THE TASK: Can you return the following rows, keeping every line identical?

Point-based annotation data
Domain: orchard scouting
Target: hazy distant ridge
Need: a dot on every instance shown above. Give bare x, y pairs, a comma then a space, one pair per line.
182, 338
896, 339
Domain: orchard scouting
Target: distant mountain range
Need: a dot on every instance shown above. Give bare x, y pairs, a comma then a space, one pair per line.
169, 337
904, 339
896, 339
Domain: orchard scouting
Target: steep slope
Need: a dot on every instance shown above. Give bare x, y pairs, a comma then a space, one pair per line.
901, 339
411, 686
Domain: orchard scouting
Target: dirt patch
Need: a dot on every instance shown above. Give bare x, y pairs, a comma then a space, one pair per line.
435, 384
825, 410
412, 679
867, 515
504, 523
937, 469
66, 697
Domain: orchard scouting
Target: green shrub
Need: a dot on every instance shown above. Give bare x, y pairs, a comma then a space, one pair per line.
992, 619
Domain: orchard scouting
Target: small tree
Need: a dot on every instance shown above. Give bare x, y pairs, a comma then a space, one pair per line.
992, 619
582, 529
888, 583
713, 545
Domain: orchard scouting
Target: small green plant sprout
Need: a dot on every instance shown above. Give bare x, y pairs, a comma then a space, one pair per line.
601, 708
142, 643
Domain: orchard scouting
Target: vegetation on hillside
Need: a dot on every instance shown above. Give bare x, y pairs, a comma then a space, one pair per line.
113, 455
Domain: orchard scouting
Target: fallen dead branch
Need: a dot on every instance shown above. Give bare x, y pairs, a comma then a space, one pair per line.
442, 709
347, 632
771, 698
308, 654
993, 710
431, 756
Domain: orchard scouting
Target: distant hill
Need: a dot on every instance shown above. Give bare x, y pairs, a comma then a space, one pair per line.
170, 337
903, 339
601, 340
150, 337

FULL OUTPUT:
Domain: orchard scouting
Target: hazy distant ridge
Need: a dot on every instance shown above. Give bare x, y pairs, a comma then a space, one pair per line.
182, 338
896, 339
Domain: orchard scouting
Target: distant mountain range
Need: a dot on every instance shown above. Give bare x, y pairs, a comma then a space, one pair per line.
169, 337
904, 339
896, 339
Domain: orchard scouting
Target: steep slope
Need: a dot on every instance shown above. Give bare x, y pairs, a comma then a space, one pair per line.
901, 339
411, 686
Domain: orchard scouting
Target: dirt patch
Need: a dot on every instance shown above. Give bare x, y pairs, a comma then a space, one pair per line.
435, 384
825, 410
412, 679
867, 515
504, 523
937, 469
66, 697
Domain: orchard scouting
Target: green shrub
Need: a dot on every instance shown above. Give bare x, y pairs, a comma then a space, one pair per line.
992, 619
Domain: orchard scouting
Target: small tree
Need: a dot on every instance shown above. Give bare x, y pairs, a comma then a space, one pair per line.
992, 619
582, 529
888, 583
713, 545
Domain: orchard scouting
Target: small green plant sprout
Need: a dot on every instance shown above. Give bare x, y pairs, a comma then a space, one pair per line.
601, 708
142, 643
Domain: orchard scouting
Target: vegetation on hillside
Need: a dot on every instance shown above. Give bare x, y pairs, a comma then a space, one pair per line.
113, 455
Domain: orchard scouting
Target: fallen dead branch
Need: a dot on every instance shown above. Give bare x, y pairs, a comma then a space, one pair per line.
442, 709
347, 632
771, 698
308, 654
993, 710
431, 756
Domain: orchard scouting
Target: distant hill
Need: a dot on every instance shown above. Give bare x, y pairs, a comma then a space, one pair per line.
170, 337
903, 339
601, 340
150, 337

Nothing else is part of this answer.